++++ GIVEN DATA
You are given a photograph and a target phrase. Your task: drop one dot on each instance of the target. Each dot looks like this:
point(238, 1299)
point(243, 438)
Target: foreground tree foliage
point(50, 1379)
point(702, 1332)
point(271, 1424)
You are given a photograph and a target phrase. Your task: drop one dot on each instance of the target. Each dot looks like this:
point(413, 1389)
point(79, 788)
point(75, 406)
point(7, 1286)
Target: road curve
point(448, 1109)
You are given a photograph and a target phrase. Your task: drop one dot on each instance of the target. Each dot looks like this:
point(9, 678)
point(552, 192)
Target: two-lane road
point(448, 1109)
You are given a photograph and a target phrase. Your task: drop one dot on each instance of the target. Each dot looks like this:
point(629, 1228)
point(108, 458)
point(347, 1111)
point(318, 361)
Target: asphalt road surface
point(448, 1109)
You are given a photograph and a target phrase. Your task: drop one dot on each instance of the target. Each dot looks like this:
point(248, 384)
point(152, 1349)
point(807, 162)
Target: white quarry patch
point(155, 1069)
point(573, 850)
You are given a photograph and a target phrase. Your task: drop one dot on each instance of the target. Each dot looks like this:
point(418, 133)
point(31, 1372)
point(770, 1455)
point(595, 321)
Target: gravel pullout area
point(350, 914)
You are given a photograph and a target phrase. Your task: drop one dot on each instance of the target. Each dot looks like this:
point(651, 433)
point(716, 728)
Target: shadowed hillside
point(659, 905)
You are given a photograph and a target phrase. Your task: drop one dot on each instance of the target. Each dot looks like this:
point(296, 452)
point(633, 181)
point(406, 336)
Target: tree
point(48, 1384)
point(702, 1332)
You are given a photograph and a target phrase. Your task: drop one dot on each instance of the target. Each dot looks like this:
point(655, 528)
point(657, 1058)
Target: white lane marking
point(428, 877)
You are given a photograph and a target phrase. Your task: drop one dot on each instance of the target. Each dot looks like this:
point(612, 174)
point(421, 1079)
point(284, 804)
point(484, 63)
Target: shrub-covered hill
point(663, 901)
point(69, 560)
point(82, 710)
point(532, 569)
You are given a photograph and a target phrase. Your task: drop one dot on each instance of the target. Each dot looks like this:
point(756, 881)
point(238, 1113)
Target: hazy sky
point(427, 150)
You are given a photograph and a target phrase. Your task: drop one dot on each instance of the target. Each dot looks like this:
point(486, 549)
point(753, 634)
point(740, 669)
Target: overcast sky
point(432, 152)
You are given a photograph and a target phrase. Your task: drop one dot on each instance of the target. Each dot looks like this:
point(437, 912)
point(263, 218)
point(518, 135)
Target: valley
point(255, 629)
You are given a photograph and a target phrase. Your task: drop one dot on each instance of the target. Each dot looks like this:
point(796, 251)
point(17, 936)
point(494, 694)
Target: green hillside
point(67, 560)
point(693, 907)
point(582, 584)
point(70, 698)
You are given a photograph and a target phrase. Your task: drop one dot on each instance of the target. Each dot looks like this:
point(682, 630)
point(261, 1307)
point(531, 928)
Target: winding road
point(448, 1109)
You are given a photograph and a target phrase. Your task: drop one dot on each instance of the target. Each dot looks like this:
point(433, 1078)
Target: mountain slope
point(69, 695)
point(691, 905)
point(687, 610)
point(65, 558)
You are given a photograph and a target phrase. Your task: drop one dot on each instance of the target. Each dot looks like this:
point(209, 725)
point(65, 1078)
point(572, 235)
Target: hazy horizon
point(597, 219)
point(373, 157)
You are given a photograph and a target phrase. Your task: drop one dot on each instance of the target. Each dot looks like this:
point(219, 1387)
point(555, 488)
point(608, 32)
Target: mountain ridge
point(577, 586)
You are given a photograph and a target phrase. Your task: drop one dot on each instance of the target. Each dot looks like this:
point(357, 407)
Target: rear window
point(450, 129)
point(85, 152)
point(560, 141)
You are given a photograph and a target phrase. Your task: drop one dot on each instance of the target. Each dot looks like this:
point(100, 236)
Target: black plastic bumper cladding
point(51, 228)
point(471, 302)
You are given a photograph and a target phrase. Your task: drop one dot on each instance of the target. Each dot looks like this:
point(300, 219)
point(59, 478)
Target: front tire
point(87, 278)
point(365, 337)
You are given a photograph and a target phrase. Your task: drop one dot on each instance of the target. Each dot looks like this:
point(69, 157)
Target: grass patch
++++++++
> _WHAT YOU SHOULD DO_
Nothing but the lines from the beginning of the records through the line with "point(9, 678)" should appear, each printed exactly.

> _ANSWER SECTION_
You are given a photograph and a target phrase. Your task: drop one dot on each instance of the target. Each dot looks like this:
point(238, 1299)
point(243, 438)
Target: foreground tree foliage
point(50, 1379)
point(702, 1332)
point(271, 1424)
You are given a photograph and a target phrase. Your task: drop one dot on each instance of the target. Each dot looks like this:
point(413, 1389)
point(79, 788)
point(75, 406)
point(7, 1286)
Target: road curve
point(448, 1109)
You are given a photograph and a target phrase. Your task: drop one dot on each instance of the target. Each dot looks like this:
point(9, 678)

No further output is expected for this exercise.